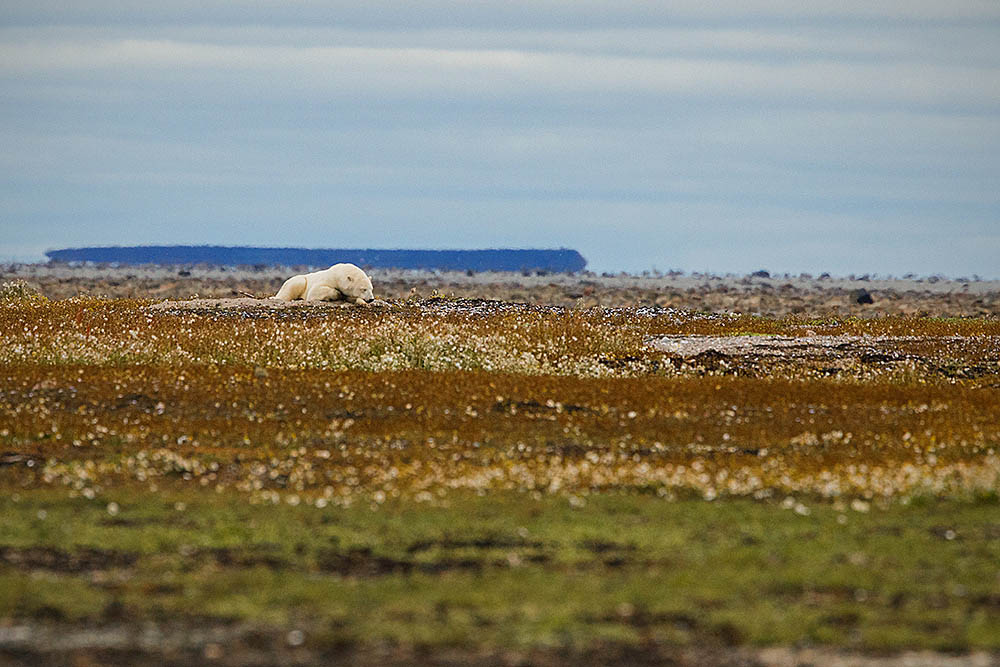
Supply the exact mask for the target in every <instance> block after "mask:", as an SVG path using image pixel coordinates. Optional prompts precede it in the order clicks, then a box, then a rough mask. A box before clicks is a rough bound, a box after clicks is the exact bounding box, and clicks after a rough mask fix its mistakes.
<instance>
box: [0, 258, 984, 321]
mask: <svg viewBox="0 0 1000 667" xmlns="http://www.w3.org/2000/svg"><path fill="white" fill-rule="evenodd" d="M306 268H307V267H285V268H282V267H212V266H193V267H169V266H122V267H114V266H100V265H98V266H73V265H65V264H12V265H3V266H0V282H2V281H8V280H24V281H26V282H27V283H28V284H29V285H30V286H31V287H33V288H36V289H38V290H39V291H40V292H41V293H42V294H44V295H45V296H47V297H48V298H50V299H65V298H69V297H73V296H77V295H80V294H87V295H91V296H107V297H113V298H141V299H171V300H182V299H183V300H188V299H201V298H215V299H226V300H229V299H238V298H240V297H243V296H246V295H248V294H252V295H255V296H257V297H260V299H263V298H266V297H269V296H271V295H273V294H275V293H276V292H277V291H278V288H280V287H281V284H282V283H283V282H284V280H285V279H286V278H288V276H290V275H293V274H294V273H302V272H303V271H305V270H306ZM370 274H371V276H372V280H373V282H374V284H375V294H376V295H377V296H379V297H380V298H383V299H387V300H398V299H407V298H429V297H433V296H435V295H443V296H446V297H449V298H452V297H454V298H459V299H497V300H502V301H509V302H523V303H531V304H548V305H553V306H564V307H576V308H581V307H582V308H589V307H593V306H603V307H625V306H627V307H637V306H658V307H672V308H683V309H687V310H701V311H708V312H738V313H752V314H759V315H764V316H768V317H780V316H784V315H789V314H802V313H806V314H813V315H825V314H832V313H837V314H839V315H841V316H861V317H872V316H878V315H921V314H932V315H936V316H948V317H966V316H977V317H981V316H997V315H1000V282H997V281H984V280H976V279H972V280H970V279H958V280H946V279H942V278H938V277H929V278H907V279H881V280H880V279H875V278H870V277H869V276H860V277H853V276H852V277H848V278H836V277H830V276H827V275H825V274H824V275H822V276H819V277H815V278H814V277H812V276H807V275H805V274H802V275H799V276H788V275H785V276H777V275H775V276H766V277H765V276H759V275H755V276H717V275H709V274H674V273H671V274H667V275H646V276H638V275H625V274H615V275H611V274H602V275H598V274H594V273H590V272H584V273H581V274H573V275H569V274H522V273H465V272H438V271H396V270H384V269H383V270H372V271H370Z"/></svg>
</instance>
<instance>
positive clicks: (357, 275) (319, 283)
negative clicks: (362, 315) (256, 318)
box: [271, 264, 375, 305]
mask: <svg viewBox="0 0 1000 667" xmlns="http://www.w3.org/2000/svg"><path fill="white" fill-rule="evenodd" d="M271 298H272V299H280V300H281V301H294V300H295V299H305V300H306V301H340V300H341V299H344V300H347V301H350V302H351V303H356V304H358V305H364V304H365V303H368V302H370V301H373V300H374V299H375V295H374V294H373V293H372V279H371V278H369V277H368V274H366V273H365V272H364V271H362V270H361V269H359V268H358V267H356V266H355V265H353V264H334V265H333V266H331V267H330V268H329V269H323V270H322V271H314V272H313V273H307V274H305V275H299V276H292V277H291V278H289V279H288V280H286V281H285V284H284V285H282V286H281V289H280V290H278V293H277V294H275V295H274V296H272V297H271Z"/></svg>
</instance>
++++++
# ASSIGNMENT
Could you give these entries again with "clicks" switched to "points" throughout, changing nothing else and leaving the pictures out?

# WRITTEN SOLUTION
Supply the exact mask for the target in every <instance> block after "mask:", as an SVG path using image pixel coordinates. Optional prompts precede it in the order points, then a box, then a rough mask. A box before points is a rough bound, a box after points is the exact bounding box, and points after a rough mask fix its mistakes.
<instance>
box: [0, 258, 984, 321]
mask: <svg viewBox="0 0 1000 667" xmlns="http://www.w3.org/2000/svg"><path fill="white" fill-rule="evenodd" d="M306 268H307V267H285V268H282V267H212V266H193V267H169V266H122V267H114V266H100V265H98V266H73V265H65V264H12V265H3V266H0V282H2V281H8V280H24V281H26V282H27V283H28V284H29V285H30V286H31V287H33V288H36V289H38V290H39V291H40V292H41V293H42V294H44V295H45V296H47V297H48V298H50V299H65V298H69V297H73V296H77V295H80V294H87V295H91V296H107V297H113V298H141V299H171V300H182V299H183V300H188V299H201V298H215V299H226V300H229V299H238V298H240V297H243V296H246V295H248V294H252V295H255V296H257V297H260V299H263V298H266V297H269V296H271V295H273V294H275V293H276V292H277V291H278V288H280V287H281V284H282V283H283V282H284V280H285V279H286V278H288V276H290V275H293V274H294V273H302V272H303V271H305V270H306ZM370 274H371V276H372V280H373V282H374V284H375V294H376V295H377V296H379V297H380V298H383V299H387V300H398V299H407V298H429V297H433V296H435V295H443V296H446V297H449V298H452V297H454V298H459V299H497V300H502V301H509V302H523V303H531V304H548V305H553V306H564V307H576V308H581V307H582V308H589V307H593V306H603V307H625V306H627V307H637V306H658V307H672V308H683V309H687V310H701V311H708V312H738V313H752V314H759V315H764V316H768V317H780V316H784V315H789V314H802V313H806V314H813V315H825V314H832V313H837V314H839V315H841V316H861V317H872V316H878V315H921V314H932V315H936V316H948V317H966V316H977V317H981V316H997V315H1000V282H997V281H984V280H976V279H972V280H970V279H958V280H946V279H942V278H938V277H929V278H907V279H881V280H880V279H875V278H870V277H869V276H860V277H853V276H852V277H848V278H836V277H830V276H827V275H825V274H824V275H822V276H819V277H815V278H814V277H812V276H807V275H805V274H802V275H799V276H788V275H785V276H777V275H775V276H766V277H765V276H759V275H755V276H717V275H709V274H674V273H671V274H667V275H646V276H638V275H625V274H615V275H611V274H602V275H598V274H594V273H590V272H584V273H581V274H573V275H569V274H522V273H465V272H438V271H396V270H384V269H383V270H372V271H370Z"/></svg>
</instance>
<instance>
positive points: (357, 275) (319, 283)
negative points: (362, 315) (256, 318)
box: [271, 264, 375, 305]
mask: <svg viewBox="0 0 1000 667" xmlns="http://www.w3.org/2000/svg"><path fill="white" fill-rule="evenodd" d="M271 298H272V299H280V300H281V301H294V300H295V299H305V300H306V301H340V300H341V299H344V300H347V301H350V302H351V303H356V304H358V305H364V304H365V303H368V302H370V301H373V300H374V299H375V295H374V294H373V293H372V279H371V278H369V277H368V274H366V273H365V272H364V271H362V270H361V269H359V268H358V267H356V266H355V265H353V264H334V265H333V266H331V267H330V268H329V269H323V270H322V271H314V272H313V273H307V274H305V275H299V276H292V277H291V278H289V279H288V280H286V281H285V284H284V285H282V286H281V289H280V290H278V293H277V294H275V295H274V296H272V297H271Z"/></svg>
</instance>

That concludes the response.